### What you should do
Please repeat the stretch from the line containing "Each instance of the grassy" through the end of the records, with "divided by" swapped for "separated by" and everything else left as it stands.

Records for pointing and labeling
**********

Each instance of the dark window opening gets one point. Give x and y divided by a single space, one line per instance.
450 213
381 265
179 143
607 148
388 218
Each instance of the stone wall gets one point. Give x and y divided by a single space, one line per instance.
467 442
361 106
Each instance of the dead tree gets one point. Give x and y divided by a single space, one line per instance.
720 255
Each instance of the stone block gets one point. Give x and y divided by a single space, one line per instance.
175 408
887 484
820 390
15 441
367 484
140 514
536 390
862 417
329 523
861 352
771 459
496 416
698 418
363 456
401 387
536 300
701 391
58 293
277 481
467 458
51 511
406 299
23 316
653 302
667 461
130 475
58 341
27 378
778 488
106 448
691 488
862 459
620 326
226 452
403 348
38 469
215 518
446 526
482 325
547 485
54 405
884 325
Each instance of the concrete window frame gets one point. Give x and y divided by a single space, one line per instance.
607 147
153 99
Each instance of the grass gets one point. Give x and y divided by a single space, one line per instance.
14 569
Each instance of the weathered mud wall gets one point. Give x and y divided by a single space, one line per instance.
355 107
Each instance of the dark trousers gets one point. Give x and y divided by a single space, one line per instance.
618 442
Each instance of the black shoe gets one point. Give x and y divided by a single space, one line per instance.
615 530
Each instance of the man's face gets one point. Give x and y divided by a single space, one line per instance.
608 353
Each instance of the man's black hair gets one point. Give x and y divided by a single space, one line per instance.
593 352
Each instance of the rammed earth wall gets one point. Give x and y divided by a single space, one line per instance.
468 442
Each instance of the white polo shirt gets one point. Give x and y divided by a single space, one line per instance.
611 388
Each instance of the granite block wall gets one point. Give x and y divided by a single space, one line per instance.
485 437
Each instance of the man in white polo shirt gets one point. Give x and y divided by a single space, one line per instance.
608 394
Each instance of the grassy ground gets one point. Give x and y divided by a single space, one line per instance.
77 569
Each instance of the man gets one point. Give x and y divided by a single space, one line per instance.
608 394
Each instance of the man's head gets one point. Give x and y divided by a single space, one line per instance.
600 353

**********

### Output for this task
Each instance of the grassy ground gets one point. Give x and y separated by a single space, one line per instance.
77 569
Each instance of the man gets one point. Give x and y separated by a single space, one line per instance.
608 394
Each instance of the man's head gets one point. Give x and y separated by a single space, one line per instance.
600 353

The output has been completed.